— start —

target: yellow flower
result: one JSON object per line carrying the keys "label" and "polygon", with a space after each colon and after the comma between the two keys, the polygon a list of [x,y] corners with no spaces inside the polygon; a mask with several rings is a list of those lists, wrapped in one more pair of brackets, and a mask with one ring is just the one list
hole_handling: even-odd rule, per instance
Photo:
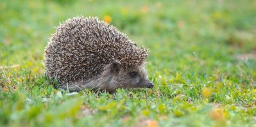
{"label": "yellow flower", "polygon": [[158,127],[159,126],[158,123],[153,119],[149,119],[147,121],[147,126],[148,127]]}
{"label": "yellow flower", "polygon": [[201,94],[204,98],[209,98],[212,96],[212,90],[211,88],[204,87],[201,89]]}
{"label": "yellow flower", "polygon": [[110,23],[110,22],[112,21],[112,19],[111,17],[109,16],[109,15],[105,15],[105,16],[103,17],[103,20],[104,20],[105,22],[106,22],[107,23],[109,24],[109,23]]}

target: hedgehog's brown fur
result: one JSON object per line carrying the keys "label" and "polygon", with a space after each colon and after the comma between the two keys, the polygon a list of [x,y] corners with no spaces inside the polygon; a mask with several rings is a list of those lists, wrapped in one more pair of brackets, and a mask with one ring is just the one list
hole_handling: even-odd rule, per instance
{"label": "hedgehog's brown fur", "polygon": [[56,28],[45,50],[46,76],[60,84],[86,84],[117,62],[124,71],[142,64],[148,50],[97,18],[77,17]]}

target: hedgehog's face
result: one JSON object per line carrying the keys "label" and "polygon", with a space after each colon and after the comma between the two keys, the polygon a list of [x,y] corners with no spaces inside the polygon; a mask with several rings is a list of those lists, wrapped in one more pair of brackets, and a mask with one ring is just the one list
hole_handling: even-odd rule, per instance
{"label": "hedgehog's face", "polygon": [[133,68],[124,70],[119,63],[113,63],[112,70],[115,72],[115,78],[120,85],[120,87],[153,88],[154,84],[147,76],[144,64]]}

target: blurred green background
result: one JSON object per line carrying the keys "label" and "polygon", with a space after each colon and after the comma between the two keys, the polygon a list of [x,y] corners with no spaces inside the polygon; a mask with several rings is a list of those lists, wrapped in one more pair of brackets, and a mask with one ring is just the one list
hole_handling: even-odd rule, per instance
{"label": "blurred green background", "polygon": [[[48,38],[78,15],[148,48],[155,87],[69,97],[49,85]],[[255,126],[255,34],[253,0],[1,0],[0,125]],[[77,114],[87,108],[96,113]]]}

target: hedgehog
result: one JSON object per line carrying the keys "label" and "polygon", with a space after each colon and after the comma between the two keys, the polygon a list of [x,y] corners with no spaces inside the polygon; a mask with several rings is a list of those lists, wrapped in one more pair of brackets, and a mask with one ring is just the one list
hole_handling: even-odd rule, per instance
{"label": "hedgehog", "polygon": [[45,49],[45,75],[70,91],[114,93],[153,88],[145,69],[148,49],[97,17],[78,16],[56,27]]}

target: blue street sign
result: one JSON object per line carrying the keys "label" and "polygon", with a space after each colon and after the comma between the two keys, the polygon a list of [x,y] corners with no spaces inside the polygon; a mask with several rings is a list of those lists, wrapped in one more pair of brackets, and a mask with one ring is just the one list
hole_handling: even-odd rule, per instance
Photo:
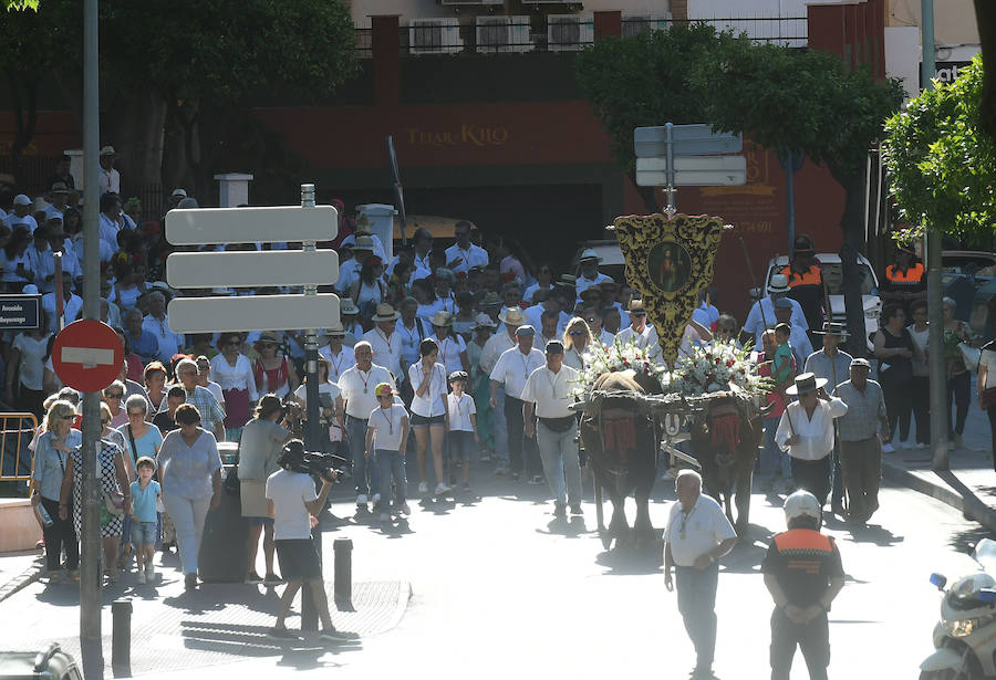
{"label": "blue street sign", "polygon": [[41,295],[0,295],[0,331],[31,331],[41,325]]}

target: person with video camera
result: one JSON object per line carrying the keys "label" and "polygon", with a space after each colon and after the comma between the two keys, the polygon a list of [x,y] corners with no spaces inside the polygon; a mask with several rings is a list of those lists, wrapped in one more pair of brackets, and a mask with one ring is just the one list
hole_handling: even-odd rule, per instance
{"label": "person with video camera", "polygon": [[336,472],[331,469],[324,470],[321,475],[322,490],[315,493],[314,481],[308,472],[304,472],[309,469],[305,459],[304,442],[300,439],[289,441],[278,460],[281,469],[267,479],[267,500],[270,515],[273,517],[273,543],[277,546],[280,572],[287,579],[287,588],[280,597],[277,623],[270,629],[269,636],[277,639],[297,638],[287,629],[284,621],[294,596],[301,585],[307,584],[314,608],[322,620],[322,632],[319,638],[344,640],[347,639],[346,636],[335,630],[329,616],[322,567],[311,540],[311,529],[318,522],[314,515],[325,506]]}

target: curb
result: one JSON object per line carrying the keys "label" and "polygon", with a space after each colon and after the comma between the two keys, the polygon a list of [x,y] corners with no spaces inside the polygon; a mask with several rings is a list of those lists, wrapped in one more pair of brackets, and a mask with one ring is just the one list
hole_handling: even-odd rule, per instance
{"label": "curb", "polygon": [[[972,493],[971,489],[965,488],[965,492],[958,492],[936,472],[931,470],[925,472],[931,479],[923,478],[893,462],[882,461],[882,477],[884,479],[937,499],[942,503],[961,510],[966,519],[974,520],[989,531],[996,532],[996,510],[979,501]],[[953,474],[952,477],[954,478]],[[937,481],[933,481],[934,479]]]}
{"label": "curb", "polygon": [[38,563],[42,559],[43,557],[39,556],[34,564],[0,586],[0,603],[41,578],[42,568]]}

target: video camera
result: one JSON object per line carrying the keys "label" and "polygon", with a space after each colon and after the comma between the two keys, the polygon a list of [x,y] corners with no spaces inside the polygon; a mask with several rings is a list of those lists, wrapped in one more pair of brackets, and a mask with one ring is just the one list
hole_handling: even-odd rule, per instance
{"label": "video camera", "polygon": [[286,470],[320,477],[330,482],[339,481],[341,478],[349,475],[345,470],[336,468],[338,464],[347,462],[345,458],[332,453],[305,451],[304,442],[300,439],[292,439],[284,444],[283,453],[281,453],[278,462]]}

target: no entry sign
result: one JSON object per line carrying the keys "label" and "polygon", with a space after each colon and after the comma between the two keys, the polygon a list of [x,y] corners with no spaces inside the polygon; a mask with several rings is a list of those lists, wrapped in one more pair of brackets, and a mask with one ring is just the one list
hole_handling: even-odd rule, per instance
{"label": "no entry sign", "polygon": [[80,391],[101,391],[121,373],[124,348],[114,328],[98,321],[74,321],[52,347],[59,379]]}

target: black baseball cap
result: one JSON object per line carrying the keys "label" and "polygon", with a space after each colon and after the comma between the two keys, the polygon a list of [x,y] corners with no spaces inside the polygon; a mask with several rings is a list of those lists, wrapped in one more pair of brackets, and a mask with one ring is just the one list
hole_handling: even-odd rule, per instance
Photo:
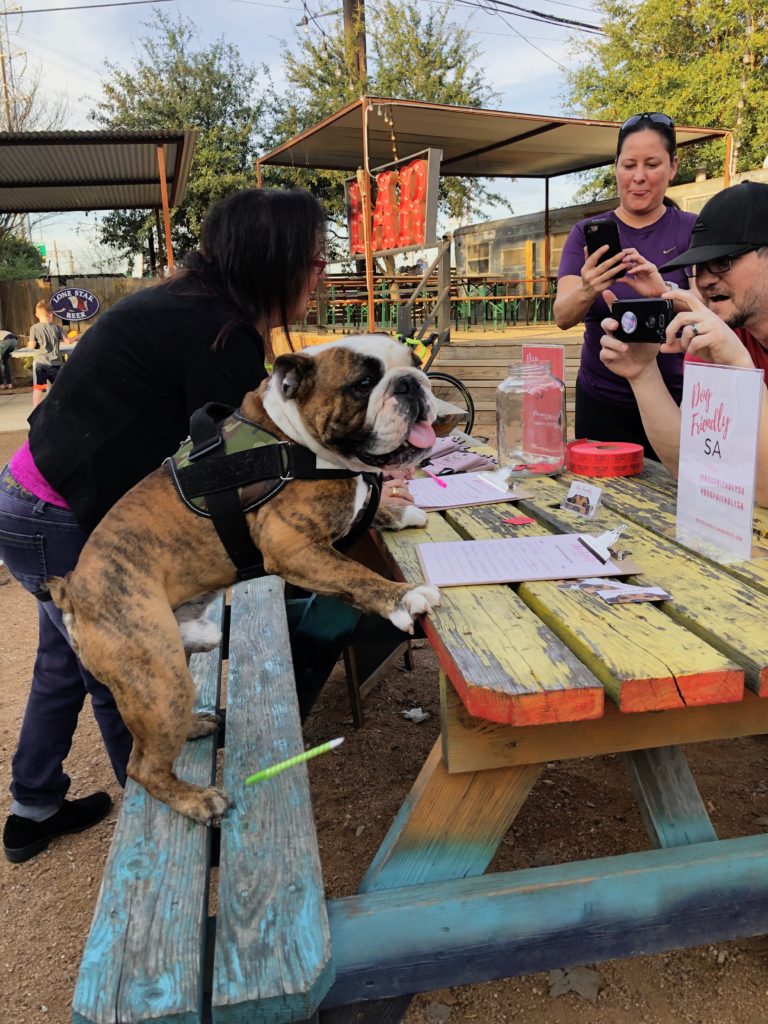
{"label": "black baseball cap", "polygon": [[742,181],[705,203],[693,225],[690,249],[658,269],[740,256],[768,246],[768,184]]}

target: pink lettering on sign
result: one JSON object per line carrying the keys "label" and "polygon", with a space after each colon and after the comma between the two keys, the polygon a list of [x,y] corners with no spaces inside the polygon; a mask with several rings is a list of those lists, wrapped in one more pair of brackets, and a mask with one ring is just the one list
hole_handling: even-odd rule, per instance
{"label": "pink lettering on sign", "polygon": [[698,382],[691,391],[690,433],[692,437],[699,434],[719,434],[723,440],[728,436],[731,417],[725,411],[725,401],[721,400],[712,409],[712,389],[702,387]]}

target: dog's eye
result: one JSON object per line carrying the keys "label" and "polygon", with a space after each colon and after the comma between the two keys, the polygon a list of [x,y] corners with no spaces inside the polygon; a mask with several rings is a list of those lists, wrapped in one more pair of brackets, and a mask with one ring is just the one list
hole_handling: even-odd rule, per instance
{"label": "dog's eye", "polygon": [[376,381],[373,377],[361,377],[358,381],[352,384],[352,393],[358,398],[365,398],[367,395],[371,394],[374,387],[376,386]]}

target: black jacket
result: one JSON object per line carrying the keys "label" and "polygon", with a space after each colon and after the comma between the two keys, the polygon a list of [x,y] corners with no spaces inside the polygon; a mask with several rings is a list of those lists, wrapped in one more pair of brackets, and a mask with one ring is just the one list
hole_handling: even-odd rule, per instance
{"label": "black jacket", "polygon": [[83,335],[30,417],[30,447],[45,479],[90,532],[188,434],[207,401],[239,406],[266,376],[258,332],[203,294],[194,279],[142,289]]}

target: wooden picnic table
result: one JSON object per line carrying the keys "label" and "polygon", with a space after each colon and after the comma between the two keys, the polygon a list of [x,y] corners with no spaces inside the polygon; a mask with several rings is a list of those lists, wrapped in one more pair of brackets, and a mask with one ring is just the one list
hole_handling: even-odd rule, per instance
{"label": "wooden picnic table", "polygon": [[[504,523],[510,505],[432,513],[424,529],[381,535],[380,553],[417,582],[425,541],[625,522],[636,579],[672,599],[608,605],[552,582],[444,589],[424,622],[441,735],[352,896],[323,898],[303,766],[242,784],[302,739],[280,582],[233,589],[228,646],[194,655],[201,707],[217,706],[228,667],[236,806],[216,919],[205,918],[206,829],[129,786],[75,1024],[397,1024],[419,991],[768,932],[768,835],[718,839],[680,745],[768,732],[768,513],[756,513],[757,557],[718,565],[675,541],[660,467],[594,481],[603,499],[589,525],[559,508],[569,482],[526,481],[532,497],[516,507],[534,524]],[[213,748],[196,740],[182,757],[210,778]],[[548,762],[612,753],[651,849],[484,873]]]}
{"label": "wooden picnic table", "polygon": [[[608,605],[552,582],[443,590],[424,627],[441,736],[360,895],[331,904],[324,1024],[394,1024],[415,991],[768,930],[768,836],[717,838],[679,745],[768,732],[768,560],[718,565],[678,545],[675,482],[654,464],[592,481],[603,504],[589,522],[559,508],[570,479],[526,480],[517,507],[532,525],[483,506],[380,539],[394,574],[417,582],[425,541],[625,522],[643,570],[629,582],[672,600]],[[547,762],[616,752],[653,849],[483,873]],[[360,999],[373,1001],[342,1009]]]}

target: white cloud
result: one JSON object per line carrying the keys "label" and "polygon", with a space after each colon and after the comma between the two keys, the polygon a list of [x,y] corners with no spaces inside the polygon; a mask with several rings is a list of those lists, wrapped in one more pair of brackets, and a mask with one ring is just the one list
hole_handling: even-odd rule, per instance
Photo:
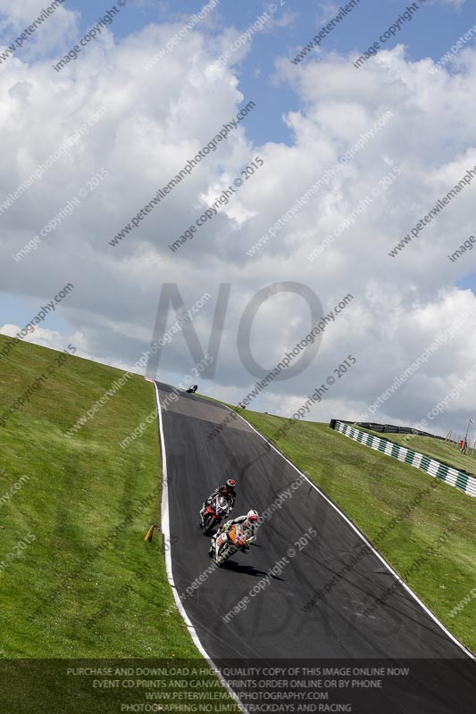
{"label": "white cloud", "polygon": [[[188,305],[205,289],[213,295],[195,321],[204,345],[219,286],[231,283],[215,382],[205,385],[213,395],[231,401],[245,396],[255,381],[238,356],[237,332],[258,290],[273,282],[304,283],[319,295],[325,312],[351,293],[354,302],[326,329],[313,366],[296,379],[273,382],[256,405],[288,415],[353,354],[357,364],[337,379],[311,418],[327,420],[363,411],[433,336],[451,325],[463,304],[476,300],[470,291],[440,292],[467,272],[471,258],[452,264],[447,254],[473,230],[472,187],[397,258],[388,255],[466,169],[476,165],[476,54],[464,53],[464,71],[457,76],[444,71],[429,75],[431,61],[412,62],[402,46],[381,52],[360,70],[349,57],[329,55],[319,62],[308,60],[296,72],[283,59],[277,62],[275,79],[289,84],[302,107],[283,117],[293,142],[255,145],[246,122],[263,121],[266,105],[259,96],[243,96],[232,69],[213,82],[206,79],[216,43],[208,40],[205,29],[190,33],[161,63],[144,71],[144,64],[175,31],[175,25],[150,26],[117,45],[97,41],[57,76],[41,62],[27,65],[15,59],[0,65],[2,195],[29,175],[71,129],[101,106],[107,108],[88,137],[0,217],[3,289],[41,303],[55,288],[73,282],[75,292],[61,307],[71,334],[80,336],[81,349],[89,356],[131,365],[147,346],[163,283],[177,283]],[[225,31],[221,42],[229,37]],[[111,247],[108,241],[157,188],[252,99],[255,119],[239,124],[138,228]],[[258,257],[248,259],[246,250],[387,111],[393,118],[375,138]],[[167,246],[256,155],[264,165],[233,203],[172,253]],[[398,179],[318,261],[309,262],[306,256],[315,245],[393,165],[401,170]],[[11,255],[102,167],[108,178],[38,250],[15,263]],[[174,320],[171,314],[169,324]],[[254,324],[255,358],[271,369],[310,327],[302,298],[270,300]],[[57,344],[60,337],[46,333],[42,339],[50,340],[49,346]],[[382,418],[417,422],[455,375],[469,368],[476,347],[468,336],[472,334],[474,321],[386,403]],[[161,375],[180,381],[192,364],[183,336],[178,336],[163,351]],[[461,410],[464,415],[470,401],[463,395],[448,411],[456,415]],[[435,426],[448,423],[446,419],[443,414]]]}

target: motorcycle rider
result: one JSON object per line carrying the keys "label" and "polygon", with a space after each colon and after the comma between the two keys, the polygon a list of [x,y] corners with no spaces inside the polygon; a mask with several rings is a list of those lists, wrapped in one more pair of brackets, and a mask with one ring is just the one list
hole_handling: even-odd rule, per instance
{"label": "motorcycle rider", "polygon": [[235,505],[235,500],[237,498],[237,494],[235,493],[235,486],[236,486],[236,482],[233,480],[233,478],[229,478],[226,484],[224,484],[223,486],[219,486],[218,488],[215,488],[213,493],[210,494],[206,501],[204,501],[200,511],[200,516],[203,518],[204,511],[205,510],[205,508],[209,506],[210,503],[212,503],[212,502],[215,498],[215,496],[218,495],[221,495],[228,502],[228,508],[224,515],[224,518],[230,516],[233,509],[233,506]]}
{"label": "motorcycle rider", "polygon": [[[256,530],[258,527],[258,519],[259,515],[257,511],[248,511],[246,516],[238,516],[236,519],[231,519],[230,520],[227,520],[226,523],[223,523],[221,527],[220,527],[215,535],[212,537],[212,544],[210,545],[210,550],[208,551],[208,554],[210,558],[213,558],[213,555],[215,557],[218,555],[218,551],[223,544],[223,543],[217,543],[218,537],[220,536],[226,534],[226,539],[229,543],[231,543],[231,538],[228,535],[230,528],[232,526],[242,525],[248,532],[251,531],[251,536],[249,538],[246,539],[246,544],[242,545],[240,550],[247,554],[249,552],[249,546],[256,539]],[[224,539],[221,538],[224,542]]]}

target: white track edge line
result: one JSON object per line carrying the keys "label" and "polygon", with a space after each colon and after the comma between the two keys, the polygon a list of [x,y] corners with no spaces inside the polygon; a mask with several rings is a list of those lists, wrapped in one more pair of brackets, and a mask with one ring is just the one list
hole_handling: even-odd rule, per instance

— end —

• [YOUR GOAL] Could you retype the listing character for character, beginning with the line that contains "target: white track edge line" and continuing through the end of the listing?

• [RESPONSE]
target: white track edge line
result: one JSON object per line carrying the keys "label" and "polygon", with a space after each colon and after the comma between the two keys, the polygon a list of [x,y] corners with no spaces inside the polygon; a mask with several rings is a list of those lists, wrapped in one more pair of brackets, and a mask with one ring is just the one list
hole_handling: even-odd rule, per instance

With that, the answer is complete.